**Requirement**
Print the whole listing exactly as it appears, but skip the pictures.
*** Block opens ***
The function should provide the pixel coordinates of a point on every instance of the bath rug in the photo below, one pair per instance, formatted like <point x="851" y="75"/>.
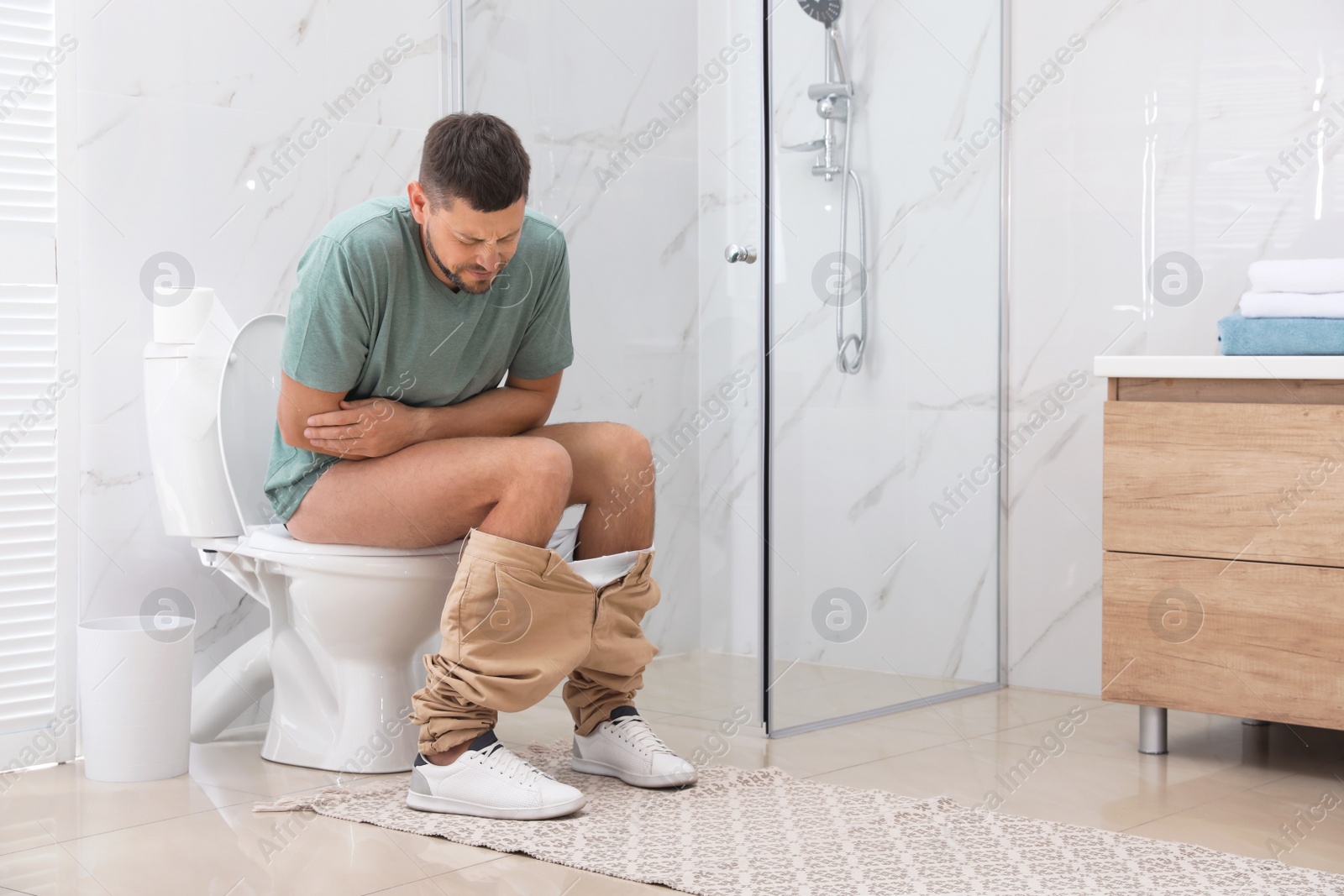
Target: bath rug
<point x="768" y="833"/>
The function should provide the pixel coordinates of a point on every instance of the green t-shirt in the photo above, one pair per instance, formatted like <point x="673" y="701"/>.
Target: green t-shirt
<point x="367" y="317"/>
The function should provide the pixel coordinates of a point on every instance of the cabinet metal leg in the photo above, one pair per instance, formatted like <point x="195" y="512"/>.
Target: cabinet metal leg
<point x="1152" y="730"/>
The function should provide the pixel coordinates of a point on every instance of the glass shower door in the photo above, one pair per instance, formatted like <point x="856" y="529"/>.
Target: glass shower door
<point x="884" y="374"/>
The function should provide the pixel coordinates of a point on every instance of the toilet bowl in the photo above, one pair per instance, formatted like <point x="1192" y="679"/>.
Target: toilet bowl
<point x="349" y="624"/>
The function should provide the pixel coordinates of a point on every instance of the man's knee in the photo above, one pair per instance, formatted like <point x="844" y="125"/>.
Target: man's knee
<point x="625" y="449"/>
<point x="543" y="463"/>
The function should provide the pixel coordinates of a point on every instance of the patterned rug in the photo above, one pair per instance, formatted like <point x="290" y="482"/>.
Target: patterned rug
<point x="766" y="833"/>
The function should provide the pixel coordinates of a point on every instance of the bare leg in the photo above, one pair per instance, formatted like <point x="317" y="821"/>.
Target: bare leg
<point x="515" y="488"/>
<point x="613" y="476"/>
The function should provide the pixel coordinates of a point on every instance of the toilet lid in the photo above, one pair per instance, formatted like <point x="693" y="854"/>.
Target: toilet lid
<point x="249" y="391"/>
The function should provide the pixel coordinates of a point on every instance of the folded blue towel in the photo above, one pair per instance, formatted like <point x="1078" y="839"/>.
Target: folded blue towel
<point x="1240" y="335"/>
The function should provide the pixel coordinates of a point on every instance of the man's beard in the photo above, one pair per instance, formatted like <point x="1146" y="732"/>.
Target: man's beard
<point x="454" y="278"/>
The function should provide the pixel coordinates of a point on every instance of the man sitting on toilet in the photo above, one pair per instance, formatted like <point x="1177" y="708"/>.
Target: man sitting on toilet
<point x="394" y="430"/>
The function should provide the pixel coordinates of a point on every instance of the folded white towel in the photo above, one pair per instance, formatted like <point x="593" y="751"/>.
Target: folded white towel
<point x="1294" y="305"/>
<point x="1299" y="275"/>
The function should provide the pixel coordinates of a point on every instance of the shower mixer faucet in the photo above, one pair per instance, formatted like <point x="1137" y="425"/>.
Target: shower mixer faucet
<point x="835" y="100"/>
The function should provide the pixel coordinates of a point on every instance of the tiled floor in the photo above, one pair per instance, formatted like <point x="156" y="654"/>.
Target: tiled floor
<point x="1225" y="785"/>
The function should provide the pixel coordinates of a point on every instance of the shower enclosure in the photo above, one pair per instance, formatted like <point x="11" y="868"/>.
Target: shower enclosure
<point x="784" y="231"/>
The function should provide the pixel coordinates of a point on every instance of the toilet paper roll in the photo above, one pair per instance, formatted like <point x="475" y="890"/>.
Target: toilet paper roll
<point x="181" y="313"/>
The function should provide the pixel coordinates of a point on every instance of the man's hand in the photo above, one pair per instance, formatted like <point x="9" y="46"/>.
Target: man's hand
<point x="367" y="427"/>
*** Block closes ***
**Solution to the exercise**
The function should provide the pixel coordinates of a point on every instance of the bath rug in the photo below, one pair per instance, formatted like <point x="851" y="75"/>.
Target: bath rug
<point x="768" y="833"/>
The function should provide the pixel coordinates of a point on every instance of the green t-shirt in the photo above, one pair per instance, formatted like <point x="673" y="701"/>.
Target: green t-shirt
<point x="367" y="317"/>
The function should provide the pixel coordinates of a point on every instance of the cabinet metal leg in the photo above, one pair per instance, formatted like <point x="195" y="512"/>.
Target: cabinet metal leg
<point x="1152" y="730"/>
The function should provide the pixel coordinates of a point on every instance of the glass shower door in the photo above, one pair per instance, formatted like <point x="856" y="529"/>.
Target: glass shower door
<point x="884" y="374"/>
The function should provide the pixel coordinates of a point on every instance of the toilet bowl in the photo above, one pair per instance, formatted like <point x="1192" y="679"/>.
Target: toilet bowl
<point x="349" y="624"/>
The function should provide the pixel coordinates of a point on every instance of the man's knee in the photo above, one pair per instance, formatted like <point x="844" y="125"/>.
Target: man's knee
<point x="625" y="449"/>
<point x="543" y="463"/>
The function should provide the pixel coordinates of a point on every instance of the patterned rug in the photo above, one pair per instance, formatted like <point x="290" y="482"/>.
Target: patterned rug
<point x="766" y="833"/>
The function should provide the pixel coordinates of a point on every instance of the bare leg in the photo above, one pair per instance, formatted like <point x="317" y="821"/>.
Target: bare leg
<point x="515" y="488"/>
<point x="613" y="476"/>
The function should provide the pixel coordinates of a point on every instance of the toilet lid in the photo above, one pair per instance, formatted like <point x="693" y="854"/>.
Target: toilet lid
<point x="249" y="391"/>
The function should provide the pixel coordinates of a point on every instance of the folded blue towel in the photo above, one pair per instance, formatted like <point x="1078" y="839"/>.
Target: folded blue towel
<point x="1240" y="335"/>
The function should provide the pixel coordinates of a point on every instance of the man's beard in the photo above, one pair per instance, formatted like <point x="1146" y="732"/>.
Target: man's beard
<point x="454" y="278"/>
The function should provide the pixel coordinates of a point on every instance of the man sitting on toilet in the photo above, one pair per instance, formatted like <point x="1177" y="708"/>.
Target: man sitting on toilet
<point x="394" y="430"/>
The function should provide the pixel coordinates of a point on every instance of the folded white towel in the photo above, one pair per instance, formatted like <point x="593" y="751"/>.
Target: folded white towel
<point x="1294" y="305"/>
<point x="1299" y="275"/>
The function should provide the pixel coordinates of a point on every instance of the shower mixer faucet in the photo above, one pair per instance, formatted like <point x="1137" y="425"/>.
Target: shower mixer faucet
<point x="835" y="100"/>
The function should provide the pixel coordinates of a point on every instance of the tiled floor in the photo above, one pair per instance, formatted like <point x="156" y="654"/>.
Target: tiled floor
<point x="1225" y="785"/>
The function should provide the pixel coordinates of a point on every instance of the shower enclosure in the photo above, one pair per instance, formatted like <point x="11" y="868"/>.
Target: shower enclosure
<point x="784" y="231"/>
The function should provide the pixel coordinates of a point on every instance of the toilet paper roll in the photo above, one pair per instance, formatted like <point x="475" y="890"/>.
Target: toilet paper roll
<point x="181" y="313"/>
The function should provide the pixel coordinates of a point on every instance of the man's hand in the photo above, one pair per instance, formatted like <point x="9" y="46"/>.
Target: man's hand
<point x="367" y="427"/>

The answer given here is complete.